(Dataset excerpts)
--- START ---
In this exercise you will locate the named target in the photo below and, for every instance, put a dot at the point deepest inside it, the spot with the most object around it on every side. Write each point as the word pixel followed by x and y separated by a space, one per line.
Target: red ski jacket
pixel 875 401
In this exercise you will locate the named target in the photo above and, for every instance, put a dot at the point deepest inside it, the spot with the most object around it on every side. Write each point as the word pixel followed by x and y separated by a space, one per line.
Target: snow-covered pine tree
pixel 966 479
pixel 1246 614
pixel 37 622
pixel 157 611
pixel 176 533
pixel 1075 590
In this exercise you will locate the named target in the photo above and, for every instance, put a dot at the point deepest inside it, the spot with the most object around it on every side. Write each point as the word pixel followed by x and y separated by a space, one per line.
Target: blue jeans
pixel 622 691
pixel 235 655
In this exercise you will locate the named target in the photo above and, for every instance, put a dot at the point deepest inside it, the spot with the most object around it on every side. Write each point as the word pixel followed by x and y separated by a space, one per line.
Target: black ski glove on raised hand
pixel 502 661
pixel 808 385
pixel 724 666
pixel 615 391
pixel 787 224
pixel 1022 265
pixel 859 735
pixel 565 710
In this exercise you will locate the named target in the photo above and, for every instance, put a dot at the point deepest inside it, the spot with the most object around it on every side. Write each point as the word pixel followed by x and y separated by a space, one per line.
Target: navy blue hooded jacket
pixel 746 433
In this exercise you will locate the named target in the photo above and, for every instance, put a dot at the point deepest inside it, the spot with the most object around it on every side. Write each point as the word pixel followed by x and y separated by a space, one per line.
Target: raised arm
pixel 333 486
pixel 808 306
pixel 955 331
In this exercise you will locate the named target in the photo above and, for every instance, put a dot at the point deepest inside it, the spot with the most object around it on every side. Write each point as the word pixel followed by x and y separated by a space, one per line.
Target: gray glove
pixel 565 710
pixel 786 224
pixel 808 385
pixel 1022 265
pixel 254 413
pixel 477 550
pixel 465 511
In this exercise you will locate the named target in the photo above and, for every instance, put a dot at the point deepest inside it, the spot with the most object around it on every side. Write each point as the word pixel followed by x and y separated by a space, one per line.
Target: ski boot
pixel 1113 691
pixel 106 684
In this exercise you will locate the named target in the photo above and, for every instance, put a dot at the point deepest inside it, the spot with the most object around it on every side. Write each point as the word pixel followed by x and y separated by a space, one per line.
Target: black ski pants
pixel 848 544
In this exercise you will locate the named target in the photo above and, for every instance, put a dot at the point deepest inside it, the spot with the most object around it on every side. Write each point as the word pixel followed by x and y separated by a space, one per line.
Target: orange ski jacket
--- END ---
# Work required
Set the entries above down once more, exactly as they stand.

# Result of this task
In this exercise you will locate the named target in the photo below and, for every instance, put a dot at the point deepest inside it, the spot with the most object around it on every side. Write each point as the word pixel followed by x and y separated by a space, one per line.
Target: red ski jacket
pixel 875 401
In this exercise you will locate the named target in the photo above and, for every instance, put a dot at the point deepest inside it, the spot with the most object around it on every side. Write each point as the word pixel followed by x and y separated by a space, one per line.
Target: snow-covered pine tree
pixel 966 479
pixel 1246 614
pixel 37 622
pixel 157 611
pixel 176 533
pixel 1075 590
In this exercise you will locate the named target in the photo above and, for every instance, put a dot at the point deepest inside it, the spot with the most object around it on every side. Write each point as the word pixel followed by x and y separated by a space, one per line.
Target: blue jeans
pixel 622 691
pixel 235 655
In this exercise you will locate the named target in the photo above and, for every instance, put a dot at the point deepest inside it, the spot with the most object around it on every side. Write each point as the word pixel followed by x and y separated by a space, one per line.
Target: black ski glove on raised hand
pixel 502 661
pixel 808 385
pixel 724 666
pixel 615 391
pixel 787 224
pixel 1022 265
pixel 859 735
pixel 565 710
In this exercise you will locate the named target in the photo above and, for every instance, put a dot at the point deepest inside it, the spot with the most object around it on every side. Write each point as the word pixel followed by x and y separated by a space, one per line.
Target: navy blue hooded jacket
pixel 746 433
In this exercise you will locate the named target in the photo above and, for every instance, put a dot at the point deepest inside it, the spot with the most object around it on every side. Write each point as the word pixel followed by x and y separated by a space, one per line.
Target: raised arm
pixel 333 486
pixel 808 306
pixel 955 331
In this exercise you will locate the named target in the photo above and, for every instance, put a dot at the point deepest inside it, the spot with the most object around it on every side. Write each point as the word pixel followed by x and y separated by a space, one per line.
Target: gray glove
pixel 565 710
pixel 786 224
pixel 808 385
pixel 1022 265
pixel 254 413
pixel 477 550
pixel 465 511
In this exercise you will locate the named target in the photo above and, for every instance, put a dot at the point deepest inside it, the spot with the most object around it on every side. Write each point as the word pixel followed by x and y separated by a space, one per line.
Target: ski boot
pixel 1113 691
pixel 106 684
In this exercise you will locate the named target in the photo above and, for every instance, put a dot at the point deepest inside it, the spot with the most object around it on every side. Write each point as the word pixel followed by x and y separated by a space, one per line.
Target: black ski pants
pixel 848 544
In this exercise you will locate the named target in the photo above and, for every instance, put a dot at the point deepest inside it, the spot with the most object around it on every side. Write each point as the word pixel followed by x and y separated by a space, one per line.
Target: orange ski jacket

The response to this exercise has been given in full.